:: FRAGMENT STRONY ::
_ _ _ _ _
EBC pod presją rosnącego w siłę euro

EBC pod presją rosnącego w siłę euro
Poranny Szkic Walutowy AFS
Data dodania: 2014-05-07 (09:30)

Mocne spadki na giełdach w Azji i USA. Zyskują obligacje, z których największym powodzeniem cieszą się nadal papiery peryferyjnych krajów strefy euro. Beneficjentem tych zmian jest wspólna waluta. Rośnie presja na Europejski Bank Centralny by podjął konkretne działania powstrzymujące, szkodliwą dla gospodarki i realizacji celu inflacyjnego, aprecjację euro.

Przed niezwykle istotnym posiedzeniem EBC rynek testuje cierpliwość i odporność przedstawicieli Rady Prezesów na niekorzystne zmiany zachodzące na rynku walutowym. Kurs EUR/USD przełamał cenę 1,39 i zbliżył się do poziomu tegorocznych szczytów (1,3967). Z technicznego punktu widzenia sytuacja wygląda niekorzystnie dla dolara (i EBC). Wzrost notowań powyżej kwietniowych maksimów oznacza naruszenie długookresowej linii trendu poprowadzonej przez szczyty z 2008 i 2011 r. Psychologiczna bariera 1,40 staje otworem, a jej ewentualne sforsowanie wygeneruje kolejny sygnał do wzmożenia zakupów europejskiej waluty. Rosnące w siłę euro niekorzystnie wpływa na konkurencyjność proeksportowo nastawionej gospodarki eurolandu, a poprzez import niskich cen blokuje, pożądany w obecnych warunkach, wzrost inflacji. Utrudnia również redukcję zadłużenia publicznego, co dotyczy w szczególności peryferyjnych krajów regionu. Dalsze wzmocnienie euro może poważnie zagrozić wypracowywanemu z trudem ożywieniu. Bank centralny nie może sobie pozwolić na wydłużenie okresu aprecjacji wspólnej waluty. Musi działać, choć jego możliwości wpływania na rynek są mocno ograniczone. Inwestorzy przestali reagować na ostrzeżenia, zapowiedzi dalszego łagodzenia polityki pieniężnej za pomocą niestandardowych środków czy opinie sugerujące fundamentalne przeszacowanie euro. Bez konkretnych działań euro będzie dryfować w kierunku nowych, 2,5-letnich szczytów do dolara.
_ _ _ _ _
:: ZADANIA ::
1. Odpowiedz na pytania dotyczące komentarza walutowego o EBC:
(a) Jaki poziom tegorocznych szczytów kursu EUR/USD podano w komentarzu?
(b) Przez szczyty z których lat poprowadzono długookresową linię trendu?
(c) Jaką wartość ma wymieniona w komentarzu bariera psychologiczna?
2. Zwróć każdą linię rekordów zawierającą ciąg „wine”, z uwzględnieniem wielkości liter.

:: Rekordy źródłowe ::
_ _ _ _ _
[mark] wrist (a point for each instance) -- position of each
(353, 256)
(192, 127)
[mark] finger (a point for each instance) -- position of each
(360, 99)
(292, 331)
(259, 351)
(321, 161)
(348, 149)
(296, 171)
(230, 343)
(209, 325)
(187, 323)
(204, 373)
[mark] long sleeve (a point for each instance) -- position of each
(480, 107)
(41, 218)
_ _ _ _ _
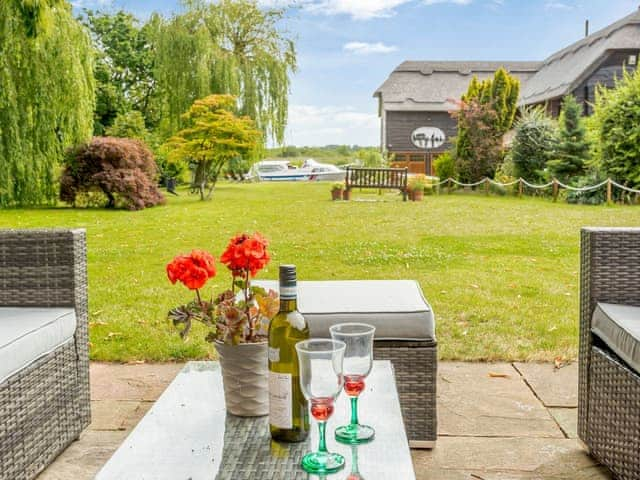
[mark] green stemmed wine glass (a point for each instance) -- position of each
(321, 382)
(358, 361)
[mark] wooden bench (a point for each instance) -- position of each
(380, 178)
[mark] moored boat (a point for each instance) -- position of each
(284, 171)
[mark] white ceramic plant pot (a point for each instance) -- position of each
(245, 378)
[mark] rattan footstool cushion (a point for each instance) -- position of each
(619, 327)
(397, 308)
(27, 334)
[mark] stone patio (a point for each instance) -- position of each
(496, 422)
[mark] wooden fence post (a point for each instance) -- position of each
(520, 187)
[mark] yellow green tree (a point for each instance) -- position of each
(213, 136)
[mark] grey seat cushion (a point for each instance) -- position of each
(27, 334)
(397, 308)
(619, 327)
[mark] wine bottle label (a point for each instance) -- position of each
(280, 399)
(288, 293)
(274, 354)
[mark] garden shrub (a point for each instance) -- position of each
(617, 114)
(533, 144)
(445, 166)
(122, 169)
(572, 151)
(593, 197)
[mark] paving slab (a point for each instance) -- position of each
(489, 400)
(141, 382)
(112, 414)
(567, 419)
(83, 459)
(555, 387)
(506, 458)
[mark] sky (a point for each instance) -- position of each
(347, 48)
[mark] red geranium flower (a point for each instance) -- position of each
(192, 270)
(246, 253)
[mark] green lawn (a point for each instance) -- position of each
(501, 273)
_ _ _ _ _
:: ROZWIĄZANIA ZADAŃ ::
1.
(a) 1,3967
(b) 2008 i 2011
(c) 1,40

2.
[mark] green stemmed wine glass (a point for each instance) -- position of each
[mark] wine bottle label (a point for each instance) -- position of each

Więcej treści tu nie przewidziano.